> Input for this task:
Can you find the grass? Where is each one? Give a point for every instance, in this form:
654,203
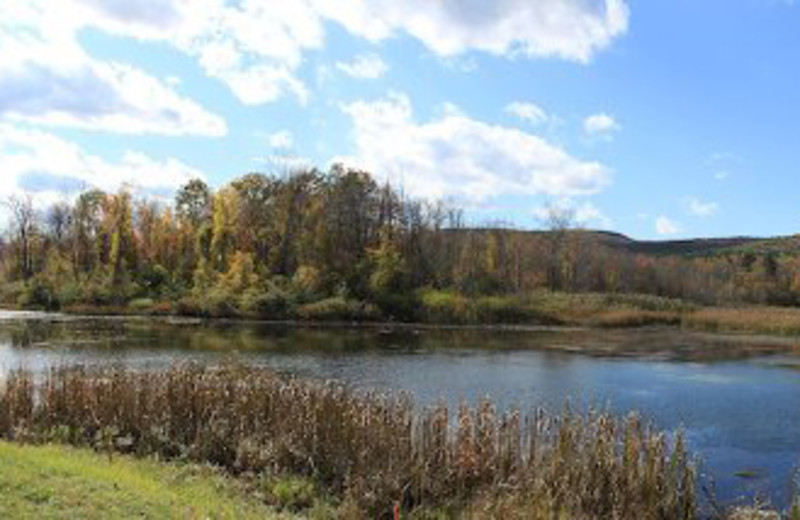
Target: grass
754,320
368,452
62,482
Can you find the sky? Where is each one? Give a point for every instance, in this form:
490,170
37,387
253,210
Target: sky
660,119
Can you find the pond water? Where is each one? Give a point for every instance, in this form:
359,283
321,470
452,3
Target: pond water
741,416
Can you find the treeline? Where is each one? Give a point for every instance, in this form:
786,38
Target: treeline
336,245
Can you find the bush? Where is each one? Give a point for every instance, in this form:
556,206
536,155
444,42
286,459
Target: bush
274,303
337,308
368,450
445,306
39,295
292,493
142,304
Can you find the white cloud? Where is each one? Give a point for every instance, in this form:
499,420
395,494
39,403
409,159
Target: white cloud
285,163
585,215
256,47
282,139
699,208
364,66
456,156
600,124
567,29
588,215
47,78
666,226
527,112
47,165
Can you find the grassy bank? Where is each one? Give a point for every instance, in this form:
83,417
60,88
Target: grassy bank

> Directions: Rewrite the material starting at the line containing "Can you find the white" and ending at its last line. Swap "grassy bank" for "grassy slope" and keep everything else the same.

> Result:
Can you find the white cloud? Where is each one? Give a point for every instance, in this form:
499,420
395,494
39,403
409,159
Target: white cloud
285,163
585,215
256,47
282,139
699,208
364,66
456,156
600,124
567,29
588,215
47,78
666,226
527,112
47,165
Can you find the grassy slope? Where is each one? Give a point for every instance, in this form:
83,417
60,88
Target: grassy slope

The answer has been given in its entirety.